# [Extrait]
Au dix-neuvième siècle, et avec la vie urbaine, toutes ces qualités ont disparu du fait de leur inutilité. A quoi bon voir loin, il y avait des murs partout. Inutile de « lire » des traces dans la boue, elles n’ont aucun sens particulier, etc. Il y a eu perte de tout un appareil de sensibilité. Et peut-être cela fait-il également partie du jugement porté alors contre le bourgeois dont les sens se sont émoussés, et qui vit d’une manière bien plus passive et médiocre, qui substitue à une connaissance concrète fondée sur l’observation une émotion esthétique et culturelle.
Les qualités traditionnelles étaient complètement inadaptées au nouveau milieu, et celui-ci n’était pas encore suffisamment total, contraignant, rigoureux, pour que naisse un nouveau type de sensibilité. Celui-ci paraissait pourtant déjà dans certains métiers industriels. Mais il faut du temps, plusieurs générations pour que se crée une telle adaptation. Or, à cause des M.M.C., nous assistons précisément à la naissance de cette nouvelle sensibilité (2). Et c’est peut-être un des éléments importants de l’incompréhension entre jeunes et vieux.

# [Objectif a]
Renvoyez toutes les lignes qui contiennent la chaîne « with ».
L'extrait et les lignes proviennent de sources sans rapport entre elles.

# [Données de l'exercice]
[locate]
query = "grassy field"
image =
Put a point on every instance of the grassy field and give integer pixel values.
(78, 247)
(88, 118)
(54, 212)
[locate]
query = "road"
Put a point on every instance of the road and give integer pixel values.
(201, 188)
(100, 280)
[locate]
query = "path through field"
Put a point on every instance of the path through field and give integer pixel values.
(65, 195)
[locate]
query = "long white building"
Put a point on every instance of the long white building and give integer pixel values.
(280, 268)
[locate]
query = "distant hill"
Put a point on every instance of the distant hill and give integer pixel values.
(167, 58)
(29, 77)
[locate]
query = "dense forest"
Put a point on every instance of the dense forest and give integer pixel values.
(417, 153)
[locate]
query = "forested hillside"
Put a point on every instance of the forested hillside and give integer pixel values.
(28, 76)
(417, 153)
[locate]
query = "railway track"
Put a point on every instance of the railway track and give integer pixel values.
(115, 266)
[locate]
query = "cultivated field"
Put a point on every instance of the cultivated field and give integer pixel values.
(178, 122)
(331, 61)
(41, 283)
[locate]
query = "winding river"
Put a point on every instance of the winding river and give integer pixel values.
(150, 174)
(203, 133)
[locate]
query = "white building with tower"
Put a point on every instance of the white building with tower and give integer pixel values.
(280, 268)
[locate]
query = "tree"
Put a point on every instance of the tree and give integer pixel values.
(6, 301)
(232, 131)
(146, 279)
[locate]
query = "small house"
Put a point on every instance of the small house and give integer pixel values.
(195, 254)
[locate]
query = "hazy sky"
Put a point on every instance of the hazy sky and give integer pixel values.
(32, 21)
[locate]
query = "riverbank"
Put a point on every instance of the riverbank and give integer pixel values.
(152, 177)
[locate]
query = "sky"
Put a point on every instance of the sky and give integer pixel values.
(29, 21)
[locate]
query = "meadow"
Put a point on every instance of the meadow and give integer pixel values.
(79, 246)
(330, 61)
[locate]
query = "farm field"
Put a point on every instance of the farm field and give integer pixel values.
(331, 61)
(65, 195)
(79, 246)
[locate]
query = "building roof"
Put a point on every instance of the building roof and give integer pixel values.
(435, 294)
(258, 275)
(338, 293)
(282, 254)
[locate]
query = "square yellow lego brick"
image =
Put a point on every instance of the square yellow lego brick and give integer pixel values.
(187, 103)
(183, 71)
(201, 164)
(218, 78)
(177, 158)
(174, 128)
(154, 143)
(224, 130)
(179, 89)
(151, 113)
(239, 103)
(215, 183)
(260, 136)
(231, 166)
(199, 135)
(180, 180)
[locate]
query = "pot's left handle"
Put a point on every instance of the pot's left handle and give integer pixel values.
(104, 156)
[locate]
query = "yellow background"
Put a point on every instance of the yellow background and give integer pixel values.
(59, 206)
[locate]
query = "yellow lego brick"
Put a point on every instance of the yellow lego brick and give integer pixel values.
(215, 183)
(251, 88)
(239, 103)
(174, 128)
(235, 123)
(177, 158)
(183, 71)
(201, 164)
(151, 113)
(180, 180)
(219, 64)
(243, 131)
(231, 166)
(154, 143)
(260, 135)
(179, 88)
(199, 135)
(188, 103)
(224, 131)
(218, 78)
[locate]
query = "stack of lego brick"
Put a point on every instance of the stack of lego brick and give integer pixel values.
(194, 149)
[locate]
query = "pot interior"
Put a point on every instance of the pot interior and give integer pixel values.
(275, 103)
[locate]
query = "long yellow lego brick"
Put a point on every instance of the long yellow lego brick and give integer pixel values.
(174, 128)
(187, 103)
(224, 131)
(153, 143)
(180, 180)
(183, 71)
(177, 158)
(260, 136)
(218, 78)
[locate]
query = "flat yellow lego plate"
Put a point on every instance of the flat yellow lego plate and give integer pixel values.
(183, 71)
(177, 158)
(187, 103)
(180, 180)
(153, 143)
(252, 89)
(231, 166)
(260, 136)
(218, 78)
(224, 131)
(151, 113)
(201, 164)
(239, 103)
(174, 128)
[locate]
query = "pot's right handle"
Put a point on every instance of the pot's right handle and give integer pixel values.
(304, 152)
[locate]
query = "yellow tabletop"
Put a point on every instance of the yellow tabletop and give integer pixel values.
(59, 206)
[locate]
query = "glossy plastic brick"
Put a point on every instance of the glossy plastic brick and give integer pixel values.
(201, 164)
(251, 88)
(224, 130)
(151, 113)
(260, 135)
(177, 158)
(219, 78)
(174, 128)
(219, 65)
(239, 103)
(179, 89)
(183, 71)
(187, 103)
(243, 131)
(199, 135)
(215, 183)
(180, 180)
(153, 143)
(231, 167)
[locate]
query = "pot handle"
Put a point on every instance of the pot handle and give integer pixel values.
--
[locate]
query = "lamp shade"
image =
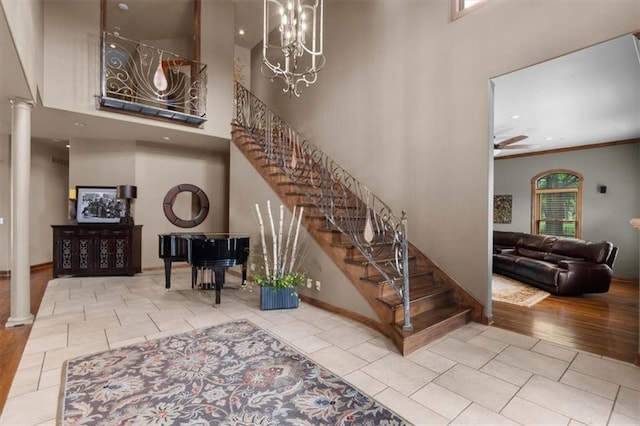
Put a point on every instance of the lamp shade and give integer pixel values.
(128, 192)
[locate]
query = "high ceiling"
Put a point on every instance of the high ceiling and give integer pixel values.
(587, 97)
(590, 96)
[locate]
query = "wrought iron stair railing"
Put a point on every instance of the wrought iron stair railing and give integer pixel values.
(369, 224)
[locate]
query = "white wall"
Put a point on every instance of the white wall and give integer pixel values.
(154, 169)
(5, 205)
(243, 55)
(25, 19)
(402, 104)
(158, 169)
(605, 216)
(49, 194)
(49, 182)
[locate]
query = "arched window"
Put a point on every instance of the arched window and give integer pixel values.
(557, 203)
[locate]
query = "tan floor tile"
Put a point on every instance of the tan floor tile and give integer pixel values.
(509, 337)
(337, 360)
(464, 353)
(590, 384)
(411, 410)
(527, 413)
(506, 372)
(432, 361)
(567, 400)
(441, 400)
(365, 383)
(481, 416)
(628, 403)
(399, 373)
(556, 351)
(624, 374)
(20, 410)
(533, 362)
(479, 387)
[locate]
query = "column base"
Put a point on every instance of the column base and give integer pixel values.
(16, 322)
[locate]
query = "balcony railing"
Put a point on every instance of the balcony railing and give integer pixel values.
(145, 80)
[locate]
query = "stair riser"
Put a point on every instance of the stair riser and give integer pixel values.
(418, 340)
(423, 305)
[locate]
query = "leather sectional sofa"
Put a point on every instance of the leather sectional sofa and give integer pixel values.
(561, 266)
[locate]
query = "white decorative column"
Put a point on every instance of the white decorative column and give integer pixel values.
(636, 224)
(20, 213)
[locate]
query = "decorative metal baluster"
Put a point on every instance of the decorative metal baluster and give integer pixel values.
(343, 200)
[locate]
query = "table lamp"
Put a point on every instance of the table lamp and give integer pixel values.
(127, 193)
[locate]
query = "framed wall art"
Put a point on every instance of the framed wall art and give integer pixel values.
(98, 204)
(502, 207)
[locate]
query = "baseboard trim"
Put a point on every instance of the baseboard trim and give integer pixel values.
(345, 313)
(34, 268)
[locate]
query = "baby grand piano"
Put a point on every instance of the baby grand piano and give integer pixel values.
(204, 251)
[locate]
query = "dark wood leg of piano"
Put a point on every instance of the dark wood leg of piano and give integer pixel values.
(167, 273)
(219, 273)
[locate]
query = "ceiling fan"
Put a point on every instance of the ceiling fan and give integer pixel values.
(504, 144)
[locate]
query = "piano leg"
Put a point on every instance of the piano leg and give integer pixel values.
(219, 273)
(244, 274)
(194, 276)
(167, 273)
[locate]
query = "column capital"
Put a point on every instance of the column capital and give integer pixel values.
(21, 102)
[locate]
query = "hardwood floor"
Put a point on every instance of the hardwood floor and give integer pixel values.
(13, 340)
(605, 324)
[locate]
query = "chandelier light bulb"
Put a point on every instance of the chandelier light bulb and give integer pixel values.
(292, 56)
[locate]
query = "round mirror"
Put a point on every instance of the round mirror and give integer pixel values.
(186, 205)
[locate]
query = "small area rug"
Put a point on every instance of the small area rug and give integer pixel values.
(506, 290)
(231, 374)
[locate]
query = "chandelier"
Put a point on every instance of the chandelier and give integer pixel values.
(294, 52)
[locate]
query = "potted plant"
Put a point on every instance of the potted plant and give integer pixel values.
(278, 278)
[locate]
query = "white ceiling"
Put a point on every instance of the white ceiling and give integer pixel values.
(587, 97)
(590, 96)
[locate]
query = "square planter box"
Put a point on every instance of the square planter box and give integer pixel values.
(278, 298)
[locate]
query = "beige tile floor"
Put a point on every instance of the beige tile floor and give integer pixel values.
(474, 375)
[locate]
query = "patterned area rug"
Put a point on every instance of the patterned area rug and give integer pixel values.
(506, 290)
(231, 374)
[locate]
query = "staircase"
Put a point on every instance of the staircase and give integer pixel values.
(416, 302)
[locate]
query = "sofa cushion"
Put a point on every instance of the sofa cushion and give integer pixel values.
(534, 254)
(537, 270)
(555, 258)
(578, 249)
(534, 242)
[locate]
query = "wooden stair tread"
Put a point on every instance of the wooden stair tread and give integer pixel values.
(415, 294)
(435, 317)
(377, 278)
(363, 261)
...
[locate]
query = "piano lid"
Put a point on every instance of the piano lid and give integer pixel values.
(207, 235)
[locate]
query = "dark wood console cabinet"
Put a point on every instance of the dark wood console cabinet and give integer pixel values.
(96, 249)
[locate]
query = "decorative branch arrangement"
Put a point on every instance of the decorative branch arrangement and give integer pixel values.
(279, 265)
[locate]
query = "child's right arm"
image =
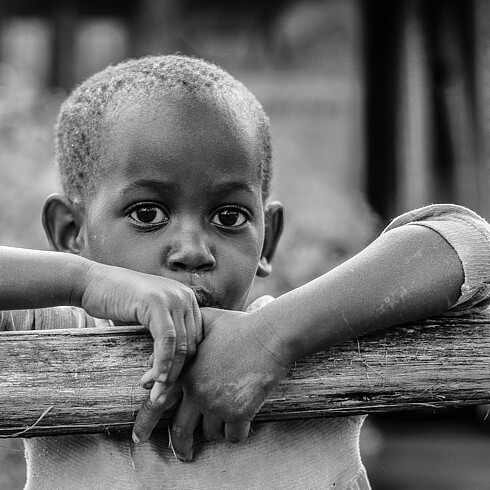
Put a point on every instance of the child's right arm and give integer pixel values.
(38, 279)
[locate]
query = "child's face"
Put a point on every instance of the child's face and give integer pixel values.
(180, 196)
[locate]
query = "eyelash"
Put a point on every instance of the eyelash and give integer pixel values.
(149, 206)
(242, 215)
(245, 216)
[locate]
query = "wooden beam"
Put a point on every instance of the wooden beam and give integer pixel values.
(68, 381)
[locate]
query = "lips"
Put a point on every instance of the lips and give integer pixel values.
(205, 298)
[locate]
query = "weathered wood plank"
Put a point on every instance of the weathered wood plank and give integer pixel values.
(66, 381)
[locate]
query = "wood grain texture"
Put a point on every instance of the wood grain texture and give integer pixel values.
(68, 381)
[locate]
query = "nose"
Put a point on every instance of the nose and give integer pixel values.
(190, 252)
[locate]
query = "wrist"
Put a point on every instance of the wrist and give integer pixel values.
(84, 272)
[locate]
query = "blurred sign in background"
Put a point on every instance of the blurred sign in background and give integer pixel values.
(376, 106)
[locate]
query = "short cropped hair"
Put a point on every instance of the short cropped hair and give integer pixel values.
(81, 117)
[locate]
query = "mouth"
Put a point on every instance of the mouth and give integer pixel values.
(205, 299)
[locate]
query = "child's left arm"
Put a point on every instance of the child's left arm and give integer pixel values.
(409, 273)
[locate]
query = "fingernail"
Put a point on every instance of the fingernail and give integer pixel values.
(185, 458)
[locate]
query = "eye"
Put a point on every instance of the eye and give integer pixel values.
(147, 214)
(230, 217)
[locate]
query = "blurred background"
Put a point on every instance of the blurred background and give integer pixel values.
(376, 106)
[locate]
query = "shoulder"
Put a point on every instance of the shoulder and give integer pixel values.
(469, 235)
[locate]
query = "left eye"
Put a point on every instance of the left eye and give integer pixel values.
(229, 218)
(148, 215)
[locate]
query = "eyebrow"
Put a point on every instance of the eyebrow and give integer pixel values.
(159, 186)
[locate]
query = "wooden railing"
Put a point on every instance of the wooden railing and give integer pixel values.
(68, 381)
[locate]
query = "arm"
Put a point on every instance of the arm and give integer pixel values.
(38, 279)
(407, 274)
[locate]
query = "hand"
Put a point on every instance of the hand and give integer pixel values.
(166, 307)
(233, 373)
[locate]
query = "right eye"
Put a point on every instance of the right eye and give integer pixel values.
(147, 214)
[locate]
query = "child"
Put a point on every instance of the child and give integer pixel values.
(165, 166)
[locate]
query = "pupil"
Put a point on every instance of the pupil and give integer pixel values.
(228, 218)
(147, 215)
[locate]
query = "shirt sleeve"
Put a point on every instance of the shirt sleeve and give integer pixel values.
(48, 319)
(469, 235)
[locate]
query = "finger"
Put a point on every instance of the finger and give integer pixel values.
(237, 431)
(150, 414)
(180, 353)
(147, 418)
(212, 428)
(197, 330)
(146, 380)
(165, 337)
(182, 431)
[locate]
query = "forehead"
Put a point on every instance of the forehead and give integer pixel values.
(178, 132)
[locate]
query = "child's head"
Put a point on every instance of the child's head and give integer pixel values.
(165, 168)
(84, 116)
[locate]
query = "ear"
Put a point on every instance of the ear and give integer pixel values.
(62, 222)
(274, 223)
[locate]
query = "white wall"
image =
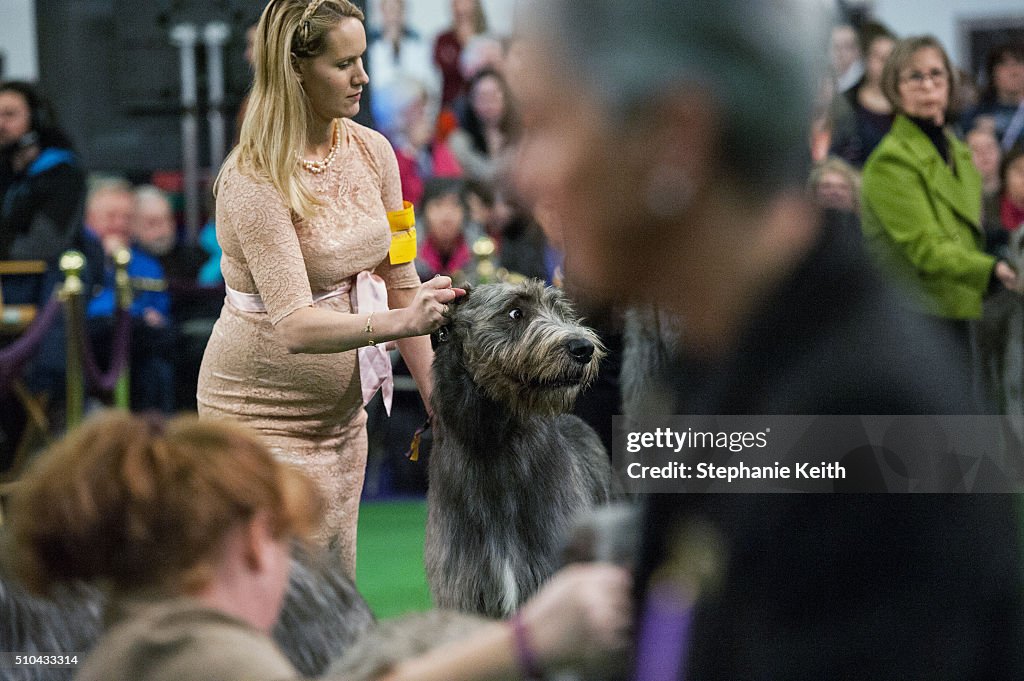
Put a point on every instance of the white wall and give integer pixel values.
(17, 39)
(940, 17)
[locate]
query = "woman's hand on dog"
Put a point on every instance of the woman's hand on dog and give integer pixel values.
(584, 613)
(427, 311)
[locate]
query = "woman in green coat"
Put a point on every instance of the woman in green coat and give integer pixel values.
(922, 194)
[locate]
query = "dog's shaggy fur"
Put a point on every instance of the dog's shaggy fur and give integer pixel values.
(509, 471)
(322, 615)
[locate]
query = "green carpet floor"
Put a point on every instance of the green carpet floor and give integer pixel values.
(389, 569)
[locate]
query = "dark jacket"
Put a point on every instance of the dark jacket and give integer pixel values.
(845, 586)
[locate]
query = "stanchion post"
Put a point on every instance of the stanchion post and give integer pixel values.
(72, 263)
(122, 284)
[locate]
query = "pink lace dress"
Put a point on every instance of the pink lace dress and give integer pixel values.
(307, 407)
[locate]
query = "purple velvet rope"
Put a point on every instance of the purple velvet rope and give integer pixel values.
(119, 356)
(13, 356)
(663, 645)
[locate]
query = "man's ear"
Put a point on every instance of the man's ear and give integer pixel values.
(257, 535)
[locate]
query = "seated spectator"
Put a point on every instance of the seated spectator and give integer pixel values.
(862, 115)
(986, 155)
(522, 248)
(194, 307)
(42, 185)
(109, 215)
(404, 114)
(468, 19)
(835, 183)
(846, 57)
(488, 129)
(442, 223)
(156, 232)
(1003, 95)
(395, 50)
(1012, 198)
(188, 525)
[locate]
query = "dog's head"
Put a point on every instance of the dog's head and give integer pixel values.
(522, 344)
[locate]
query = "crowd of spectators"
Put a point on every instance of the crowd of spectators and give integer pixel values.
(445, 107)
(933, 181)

# [Objectif b]
Recopiez le passage de l'extrait sur la perte de sensibilité en ville, en commençant à « Au dix-neuvième siècle, et » et en terminant à « esthétique et culturelle. ».

# [Réponse rédigée a]
query = "white building with tower"
Put a point on every instance of the white building with tower and give integer pixel values.

# [Réponse rédigée b]
Au dix-neuvième siècle, et avec la vie urbaine, toutes ces qualités ont disparu du fait de leur inutilité. A quoi bon voir loin, il y avait des murs partout. Inutile de « lire » des traces dans la boue, elles n’ont aucun sens particulier, etc. Il y a eu perte de tout un appareil de sensibilité. Et peut-être cela fait-il également partie du jugement porté alors contre le bourgeois dont les sens se sont émoussés, et qui vit d’une manière bien plus passive et médiocre, qui substitue à une connaissance concrète fondée sur l’observation une émotion esthétique et culturelle.